### WORK TO COMPLETE
A. According to the netdev mailing list message about the drop monitor patch set, how are hardware drops retrieved?
B. Continue the netdev mailing list message about the drop monitor for offloaded data paths from its last line.

Netdev Archive on lore.kernel.org
 help / color / Atom feed
From: Neil Horman <nhorman@tuxdriver.com>
To: Ido Schimmel <idosch@idosch.org>
Cc: David Miller <davem@davemloft.net>,
	netdev@vger.kernel.org, jiri@mellanox.com, mlxsw@mellanox.com,
	dsahern@gmail.com, roopa@cumulusnetworks.com,
	nikolay@cumulusnetworks.com, andy@greyhouse.net,
	pablo@netfilter.org, jakub.kicinski@netronome.com,
	pieter.jansenvanvuuren@netronome.com, andrew@lunn.ch,
	f.fainelli@gmail.com, vivien.didelot@gmail.com,
	idosch@mellanox.com
Subject: Re: [PATCH net-next 00/11] Add drop monitor for offloaded data paths
Date: Sun, 14 Jul 2019 07:29:04 -0400
Message-ID: <20190714112904.GA5082@hmswarspite.think-freely.org> (raw)
In-Reply-To: <20190712135230.GA13108@splinter>

On Fri, Jul 12, 2019 at 04:52:30PM +0300, Ido Schimmel wrote:
> On Thu, Jul 11, 2019 at 07:53:54PM -0400, Neil Horman wrote:
> > A few things here:
> > IIRC we don't announce individual hardware drops, drivers record them in
> > internal structures, and they are retrieved on demand via ethtool calls, so you
> > will either need to include some polling (probably not a very performant idea),
> > or some sort of flagging mechanism to indicate that on the next message sent to
> > user space you should go retrieve hw stats from a given interface.  I certainly
> > wouldn't mind seeing this happen, but its more work than just adding a new
> > netlink message.

### DATA SHOWN
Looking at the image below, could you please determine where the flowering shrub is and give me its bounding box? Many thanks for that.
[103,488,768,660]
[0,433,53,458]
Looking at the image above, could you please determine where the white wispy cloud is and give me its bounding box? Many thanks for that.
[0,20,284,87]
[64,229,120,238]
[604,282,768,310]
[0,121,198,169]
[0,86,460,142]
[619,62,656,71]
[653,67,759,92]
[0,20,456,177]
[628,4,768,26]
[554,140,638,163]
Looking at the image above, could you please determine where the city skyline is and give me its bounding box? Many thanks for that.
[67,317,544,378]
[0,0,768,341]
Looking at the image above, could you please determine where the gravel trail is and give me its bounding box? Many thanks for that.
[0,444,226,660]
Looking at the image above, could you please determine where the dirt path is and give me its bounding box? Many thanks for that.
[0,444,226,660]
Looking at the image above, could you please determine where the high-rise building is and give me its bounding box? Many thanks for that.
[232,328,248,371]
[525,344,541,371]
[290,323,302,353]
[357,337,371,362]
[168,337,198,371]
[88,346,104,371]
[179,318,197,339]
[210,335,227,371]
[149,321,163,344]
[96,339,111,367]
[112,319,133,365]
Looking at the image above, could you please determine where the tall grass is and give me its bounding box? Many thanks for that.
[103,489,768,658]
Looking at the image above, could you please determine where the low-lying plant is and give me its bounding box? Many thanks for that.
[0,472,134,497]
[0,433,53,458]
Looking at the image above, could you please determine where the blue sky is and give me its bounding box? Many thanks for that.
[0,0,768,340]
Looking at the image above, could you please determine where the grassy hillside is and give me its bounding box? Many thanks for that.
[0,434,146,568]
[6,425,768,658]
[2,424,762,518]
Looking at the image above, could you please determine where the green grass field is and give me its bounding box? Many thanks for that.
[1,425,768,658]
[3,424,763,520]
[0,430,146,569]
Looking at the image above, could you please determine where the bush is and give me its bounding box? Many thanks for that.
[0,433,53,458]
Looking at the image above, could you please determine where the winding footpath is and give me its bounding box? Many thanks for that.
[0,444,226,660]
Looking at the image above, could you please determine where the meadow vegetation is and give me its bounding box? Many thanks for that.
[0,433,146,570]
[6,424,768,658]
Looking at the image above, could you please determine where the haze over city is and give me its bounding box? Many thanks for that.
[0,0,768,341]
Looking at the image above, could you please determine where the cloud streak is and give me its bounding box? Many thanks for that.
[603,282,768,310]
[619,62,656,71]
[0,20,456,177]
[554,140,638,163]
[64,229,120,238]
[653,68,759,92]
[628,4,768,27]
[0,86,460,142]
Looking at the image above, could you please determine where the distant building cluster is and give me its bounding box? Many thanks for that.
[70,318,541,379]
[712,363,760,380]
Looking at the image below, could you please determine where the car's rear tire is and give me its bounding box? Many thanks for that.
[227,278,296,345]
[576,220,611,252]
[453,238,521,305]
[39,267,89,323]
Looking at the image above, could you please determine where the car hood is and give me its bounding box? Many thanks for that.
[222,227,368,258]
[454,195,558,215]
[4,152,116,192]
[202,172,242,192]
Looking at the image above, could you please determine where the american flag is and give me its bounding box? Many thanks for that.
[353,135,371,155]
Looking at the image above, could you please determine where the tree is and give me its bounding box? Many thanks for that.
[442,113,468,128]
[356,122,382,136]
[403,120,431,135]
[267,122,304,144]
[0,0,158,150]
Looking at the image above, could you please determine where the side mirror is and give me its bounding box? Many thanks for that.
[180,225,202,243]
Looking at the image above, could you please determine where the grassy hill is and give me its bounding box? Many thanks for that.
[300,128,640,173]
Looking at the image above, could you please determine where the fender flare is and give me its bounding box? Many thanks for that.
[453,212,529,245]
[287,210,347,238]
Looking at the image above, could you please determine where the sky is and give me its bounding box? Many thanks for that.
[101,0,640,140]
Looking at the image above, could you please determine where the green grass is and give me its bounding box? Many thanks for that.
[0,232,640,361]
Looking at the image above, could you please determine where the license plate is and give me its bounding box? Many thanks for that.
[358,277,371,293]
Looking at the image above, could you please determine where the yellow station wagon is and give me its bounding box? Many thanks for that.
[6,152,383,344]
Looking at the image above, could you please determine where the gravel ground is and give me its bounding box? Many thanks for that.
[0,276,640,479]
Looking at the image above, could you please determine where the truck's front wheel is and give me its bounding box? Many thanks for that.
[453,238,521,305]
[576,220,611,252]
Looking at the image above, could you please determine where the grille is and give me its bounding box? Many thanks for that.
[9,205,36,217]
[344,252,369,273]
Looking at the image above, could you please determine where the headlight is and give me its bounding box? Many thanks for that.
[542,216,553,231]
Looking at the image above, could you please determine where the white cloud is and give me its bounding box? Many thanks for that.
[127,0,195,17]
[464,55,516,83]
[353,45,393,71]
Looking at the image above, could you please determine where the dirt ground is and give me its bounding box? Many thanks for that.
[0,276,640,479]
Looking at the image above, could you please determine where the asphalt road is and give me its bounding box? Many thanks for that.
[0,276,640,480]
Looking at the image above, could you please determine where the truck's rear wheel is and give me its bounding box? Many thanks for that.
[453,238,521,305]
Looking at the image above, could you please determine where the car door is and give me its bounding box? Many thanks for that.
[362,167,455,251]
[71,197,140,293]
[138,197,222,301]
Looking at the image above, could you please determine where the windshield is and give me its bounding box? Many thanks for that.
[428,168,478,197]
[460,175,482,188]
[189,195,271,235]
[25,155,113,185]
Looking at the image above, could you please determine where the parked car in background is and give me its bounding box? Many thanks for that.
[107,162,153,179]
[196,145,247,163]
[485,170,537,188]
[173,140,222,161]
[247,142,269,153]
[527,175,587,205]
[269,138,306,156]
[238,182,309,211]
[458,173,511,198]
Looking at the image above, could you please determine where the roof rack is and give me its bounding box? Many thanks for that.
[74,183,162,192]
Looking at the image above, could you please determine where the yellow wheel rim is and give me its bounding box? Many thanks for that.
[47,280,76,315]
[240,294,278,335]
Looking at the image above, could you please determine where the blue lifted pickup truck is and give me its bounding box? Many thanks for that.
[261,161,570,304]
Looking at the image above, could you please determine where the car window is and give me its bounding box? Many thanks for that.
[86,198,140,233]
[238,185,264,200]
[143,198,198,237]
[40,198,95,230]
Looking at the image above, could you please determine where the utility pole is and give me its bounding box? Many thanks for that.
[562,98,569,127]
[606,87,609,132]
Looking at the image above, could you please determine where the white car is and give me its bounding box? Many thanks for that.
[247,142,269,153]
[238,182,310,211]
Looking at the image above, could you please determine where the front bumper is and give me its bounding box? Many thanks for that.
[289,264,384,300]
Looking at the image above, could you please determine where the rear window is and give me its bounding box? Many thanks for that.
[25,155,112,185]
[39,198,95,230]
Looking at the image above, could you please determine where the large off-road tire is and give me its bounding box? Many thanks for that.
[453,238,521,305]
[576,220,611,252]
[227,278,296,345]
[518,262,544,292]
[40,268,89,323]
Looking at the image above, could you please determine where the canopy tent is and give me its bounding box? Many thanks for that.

### PER-TASK ANSWERS
A. Drivers record them in internal structures, and they are retrieved on demand via ethtool calls.

B.
> 
> Neil,
> 
> The idea of this series is to pass the dropped packets themselves to
> user space along with metadata, such as the drop reason and the ingress
> port. In the future more metadata could be added thanks to the
> extensible nature of netlink.
> 
I had experimented with this idea previously.  Specifically I had investigated
the possibility of creating a dummy net_device that received only dropped
packets so that utilities like tcpdump could monitor the interface for said
packets along with the metadata that described where they dropped.

The concern I had was, as Dave mentioned, that you would wind up with either a
head of line blocking issue, or simply lots of lost "dropped" packets due to
queue overflow on receive, which kind of defeated the purpose of drop monitor.

That said, I like the idea, and if we can find a way around the fact that we
could potentially receive way more dropped packets than we could bounce back to
userspace, it would be a major improvement.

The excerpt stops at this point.